[Opening DATASET RECORDS section]
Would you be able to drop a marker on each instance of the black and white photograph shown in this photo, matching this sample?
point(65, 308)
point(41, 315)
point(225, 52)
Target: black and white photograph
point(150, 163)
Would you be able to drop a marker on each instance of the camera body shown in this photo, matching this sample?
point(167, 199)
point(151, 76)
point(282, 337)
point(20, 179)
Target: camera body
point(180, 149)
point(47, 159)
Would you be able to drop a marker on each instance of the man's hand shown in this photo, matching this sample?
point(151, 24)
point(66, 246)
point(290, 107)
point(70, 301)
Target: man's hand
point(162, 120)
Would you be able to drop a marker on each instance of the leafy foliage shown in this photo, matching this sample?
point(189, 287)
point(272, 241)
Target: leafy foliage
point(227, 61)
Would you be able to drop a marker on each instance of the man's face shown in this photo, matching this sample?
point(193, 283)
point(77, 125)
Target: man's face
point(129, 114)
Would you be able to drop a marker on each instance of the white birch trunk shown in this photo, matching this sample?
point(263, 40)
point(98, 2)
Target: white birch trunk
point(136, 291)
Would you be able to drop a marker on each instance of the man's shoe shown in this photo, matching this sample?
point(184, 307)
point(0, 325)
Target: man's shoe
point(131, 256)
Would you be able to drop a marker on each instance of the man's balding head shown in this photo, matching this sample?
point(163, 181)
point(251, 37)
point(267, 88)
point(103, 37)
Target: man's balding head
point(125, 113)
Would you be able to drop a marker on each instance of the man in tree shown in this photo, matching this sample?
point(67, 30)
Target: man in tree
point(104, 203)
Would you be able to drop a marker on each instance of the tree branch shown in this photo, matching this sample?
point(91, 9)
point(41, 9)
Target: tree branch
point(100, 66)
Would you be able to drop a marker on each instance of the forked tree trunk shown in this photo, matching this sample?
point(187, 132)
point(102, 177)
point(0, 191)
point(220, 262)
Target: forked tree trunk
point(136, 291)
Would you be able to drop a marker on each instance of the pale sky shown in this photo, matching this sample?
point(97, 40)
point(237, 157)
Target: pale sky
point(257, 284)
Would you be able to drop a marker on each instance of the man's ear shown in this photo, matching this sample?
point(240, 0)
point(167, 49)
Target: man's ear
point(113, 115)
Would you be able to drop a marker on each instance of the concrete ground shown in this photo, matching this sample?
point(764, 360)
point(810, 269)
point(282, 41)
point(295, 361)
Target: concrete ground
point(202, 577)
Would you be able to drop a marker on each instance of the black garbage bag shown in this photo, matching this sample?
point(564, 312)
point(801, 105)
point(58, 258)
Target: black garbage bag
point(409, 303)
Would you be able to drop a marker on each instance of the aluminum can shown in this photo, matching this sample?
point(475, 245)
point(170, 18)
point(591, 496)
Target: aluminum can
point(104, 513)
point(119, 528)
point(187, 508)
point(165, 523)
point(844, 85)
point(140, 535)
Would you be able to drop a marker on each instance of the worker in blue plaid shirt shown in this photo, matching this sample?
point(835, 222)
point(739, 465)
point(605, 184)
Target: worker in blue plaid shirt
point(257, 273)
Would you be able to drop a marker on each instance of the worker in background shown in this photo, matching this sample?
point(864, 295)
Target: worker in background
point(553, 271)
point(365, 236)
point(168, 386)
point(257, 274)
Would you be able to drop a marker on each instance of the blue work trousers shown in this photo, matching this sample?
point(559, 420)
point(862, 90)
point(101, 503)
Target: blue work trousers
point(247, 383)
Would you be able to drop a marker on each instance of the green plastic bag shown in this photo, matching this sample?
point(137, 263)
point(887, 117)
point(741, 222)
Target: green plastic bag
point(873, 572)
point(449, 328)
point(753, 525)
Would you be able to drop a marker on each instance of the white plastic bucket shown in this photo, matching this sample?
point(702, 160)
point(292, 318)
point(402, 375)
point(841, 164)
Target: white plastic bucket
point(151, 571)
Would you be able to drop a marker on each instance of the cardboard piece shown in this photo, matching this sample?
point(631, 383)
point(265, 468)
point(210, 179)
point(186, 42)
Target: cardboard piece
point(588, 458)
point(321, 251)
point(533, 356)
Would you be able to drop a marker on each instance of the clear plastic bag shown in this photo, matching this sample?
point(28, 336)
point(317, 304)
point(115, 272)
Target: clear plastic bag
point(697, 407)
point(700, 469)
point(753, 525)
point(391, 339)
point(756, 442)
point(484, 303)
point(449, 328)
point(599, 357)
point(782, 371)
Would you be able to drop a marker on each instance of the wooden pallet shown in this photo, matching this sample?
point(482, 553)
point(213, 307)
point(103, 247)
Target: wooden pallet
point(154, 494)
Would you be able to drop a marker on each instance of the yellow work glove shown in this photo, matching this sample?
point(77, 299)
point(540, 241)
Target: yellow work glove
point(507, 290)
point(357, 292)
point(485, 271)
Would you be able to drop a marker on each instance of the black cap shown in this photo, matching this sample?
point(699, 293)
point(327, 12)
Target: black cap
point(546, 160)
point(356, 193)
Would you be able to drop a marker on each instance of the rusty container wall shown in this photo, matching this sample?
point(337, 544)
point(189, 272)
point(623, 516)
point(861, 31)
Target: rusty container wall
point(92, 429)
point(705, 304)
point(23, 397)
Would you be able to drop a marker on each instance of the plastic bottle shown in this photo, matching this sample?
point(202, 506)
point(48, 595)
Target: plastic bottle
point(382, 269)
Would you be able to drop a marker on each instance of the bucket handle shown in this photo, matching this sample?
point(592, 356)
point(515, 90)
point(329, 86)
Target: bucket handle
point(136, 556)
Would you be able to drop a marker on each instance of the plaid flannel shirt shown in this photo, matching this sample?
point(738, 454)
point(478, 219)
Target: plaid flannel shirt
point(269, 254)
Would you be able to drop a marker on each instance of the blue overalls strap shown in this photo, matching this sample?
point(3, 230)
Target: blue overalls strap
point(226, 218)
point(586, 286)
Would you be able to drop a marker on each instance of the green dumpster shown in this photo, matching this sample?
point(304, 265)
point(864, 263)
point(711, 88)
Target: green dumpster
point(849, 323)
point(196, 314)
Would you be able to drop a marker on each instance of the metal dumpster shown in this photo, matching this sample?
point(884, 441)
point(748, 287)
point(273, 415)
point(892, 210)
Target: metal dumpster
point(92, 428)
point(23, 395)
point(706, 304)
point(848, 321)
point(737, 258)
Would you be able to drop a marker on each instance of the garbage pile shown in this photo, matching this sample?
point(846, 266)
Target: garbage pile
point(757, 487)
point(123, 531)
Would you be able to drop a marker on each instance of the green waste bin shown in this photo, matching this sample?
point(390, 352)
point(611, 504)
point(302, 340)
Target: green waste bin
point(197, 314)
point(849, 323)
[Closing DATASET RECORDS section]
◆ WHAT IS NEEDED:
Transcribe all of the data above, character for character.

◆ YOUR RESPONSE:
Would you be able to drop a marker on each instance of the black and white photograph shown in this photo, matching this sample?
point(65, 308)
point(41, 315)
point(225, 52)
Target: black and white photograph
point(150, 163)
Would you be able to drop a marker on each instance of the camera body shown in this photo, matching this sample?
point(167, 199)
point(151, 76)
point(282, 337)
point(20, 179)
Target: camera body
point(180, 149)
point(47, 159)
Would you be able to drop a marker on each instance of the man's hand shown in this photo, matching this sample?
point(151, 24)
point(66, 246)
point(290, 107)
point(70, 301)
Target: man's hand
point(162, 120)
Would you be able to drop a marker on each instance of the leafy foliage shown in this photo, matching this sample?
point(189, 287)
point(272, 241)
Target: leafy foliage
point(227, 61)
Would you be able to drop a marker on each instance of the man's face shown in this photo, matching this sample?
point(193, 283)
point(77, 125)
Target: man's face
point(129, 114)
Would you be able to drop a marker on each instance of the white birch trunk shown in this photo, matching this sample?
point(263, 40)
point(98, 2)
Target: white birch trunk
point(136, 291)
Would you be able to drop a marker on each instance of the man's shoe shown in this photo, matching this sample?
point(184, 307)
point(0, 325)
Target: man's shoe
point(131, 256)
Would you be able to drop a marker on each instance of the man's balding head shown in this photo, matching this sample?
point(163, 181)
point(251, 37)
point(267, 88)
point(103, 37)
Target: man's balding head
point(125, 113)
Would you be able to drop a marker on each instance of the man in tree shown in this photo, matching this sample?
point(67, 30)
Target: man in tree
point(104, 203)
Would you be able to drop a marker on each instance of the tree branch shown in this photo, matching this sample?
point(91, 9)
point(41, 9)
Target: tree branch
point(100, 66)
Would you be able to drop a marker on each instance of the forked tree trunk shown in this photo, matching this sample?
point(187, 132)
point(102, 177)
point(0, 191)
point(220, 262)
Target: forked tree trunk
point(136, 291)
Would you be able to drop a marker on each instance of the pale sky shown in this photo, matching this sample?
point(97, 40)
point(237, 157)
Target: pale sky
point(257, 284)
Would you be able to drop a marker on each instance of the man's ear shown in this photo, matching this sample?
point(240, 0)
point(167, 49)
Target: man's ear
point(113, 115)
Would you be able to drop a marker on each instance of the concrete ground shown in this photo, matching this sample?
point(764, 360)
point(810, 269)
point(282, 41)
point(295, 361)
Target: concrete ground
point(202, 577)
Would you be able to drop a marker on each instance of the black garbage bag shown in this photo, matching this sample?
point(564, 312)
point(801, 105)
point(58, 258)
Target: black garbage bag
point(409, 303)
Would you be able to drop a marker on each instance of the aluminum can shown in this photo, matching this sample?
point(475, 245)
point(170, 18)
point(591, 496)
Target: aluminum can
point(104, 513)
point(119, 528)
point(187, 508)
point(165, 523)
point(844, 85)
point(140, 535)
Would you be able to drop a marker on each instance of the worker in blue plaid shirt shown in this photo, matching this sample?
point(835, 222)
point(739, 465)
point(605, 184)
Target: worker in blue plaid shirt
point(257, 273)
Would you be able to drop a marker on each instance of the worker in background shown in this photo, matching this sample?
point(864, 295)
Target: worker in background
point(553, 271)
point(365, 236)
point(168, 386)
point(257, 274)
Would you be able to drop a marker on each instance of the blue work trousers shown in this photo, matching this sample?
point(559, 420)
point(862, 90)
point(101, 503)
Target: blue work trousers
point(247, 383)
Would you be able to drop a marker on each instance of the green plastic bag shown in this photo, matching this sample?
point(137, 263)
point(887, 117)
point(741, 222)
Target: green plastic bag
point(873, 572)
point(449, 328)
point(753, 525)
Would you be able to drop a marker on each instance of the white plastic bucket shown in this photo, matching this sample?
point(702, 160)
point(292, 318)
point(402, 375)
point(841, 164)
Target: white plastic bucket
point(151, 571)
Would you be able to drop a marker on each instance of the cardboard piece shown in this photo, matching this sample?
point(631, 383)
point(265, 468)
point(210, 179)
point(186, 42)
Target: cardboard piece
point(588, 458)
point(321, 251)
point(533, 356)
Would you be able to drop a marker on each instance of the clear plastic bag shown in this photo, matching this sample?
point(28, 336)
point(317, 304)
point(115, 272)
Target: clear plastic bag
point(697, 407)
point(700, 469)
point(753, 525)
point(391, 339)
point(756, 442)
point(484, 303)
point(449, 328)
point(599, 357)
point(782, 371)
Would you be able to drop a marker on each instance of the wooden pallet shown in this photo, matching this sample?
point(482, 553)
point(213, 307)
point(103, 247)
Target: wooden pallet
point(154, 494)
Would you be able to drop a marker on each instance of the yellow work glove shown in this photo, matching this sample?
point(77, 299)
point(540, 241)
Target: yellow work glove
point(507, 290)
point(357, 292)
point(485, 271)
Would you be able to drop a marker on each instance of the black cap shown in this photo, matching this sample?
point(699, 293)
point(327, 12)
Target: black cap
point(546, 160)
point(356, 193)
Would you be able to drop a marker on each instance of the rusty container wall shown in this photo, matching this sample?
point(337, 544)
point(189, 272)
point(623, 516)
point(861, 31)
Target: rusty container wall
point(92, 429)
point(705, 304)
point(23, 397)
Would you be able to drop a marker on each instance of the plastic bottle shown in this photo, matching this sample?
point(202, 506)
point(48, 595)
Target: plastic bottle
point(382, 269)
Would you be able to drop a marker on each instance of the bucket handle shown in this photo, matching this sample?
point(592, 356)
point(515, 90)
point(329, 86)
Target: bucket handle
point(136, 556)
Would you be able to drop a marker on each instance of the plaid flannel shirt shown in this photo, matching this sample?
point(738, 454)
point(478, 219)
Target: plaid flannel shirt
point(269, 254)
Would you be able to drop a marker on each instance of the blue overalls strap shown in this photo, matching this sample?
point(3, 230)
Target: blue overalls strap
point(226, 218)
point(586, 286)
Would you be able to drop a marker on each instance of the green dumpster shown in this photo, matching this sample?
point(304, 265)
point(864, 263)
point(711, 88)
Target: green dumpster
point(849, 323)
point(196, 314)
Would you be able to drop a marker on each instance of the metal dumpster shown in this photo, matching this sample?
point(884, 441)
point(748, 287)
point(273, 415)
point(892, 210)
Target: metal dumpster
point(92, 428)
point(23, 395)
point(706, 304)
point(848, 321)
point(737, 258)
Would you be able to drop a marker on each instance of the garbage pile shown in this photo, matching this sample?
point(846, 266)
Target: garbage pile
point(757, 487)
point(123, 531)
Would you be able to drop a marker on each instance of the green waste bin shown in this photo, matching this sample?
point(390, 352)
point(611, 504)
point(302, 340)
Target: green waste bin
point(197, 314)
point(849, 323)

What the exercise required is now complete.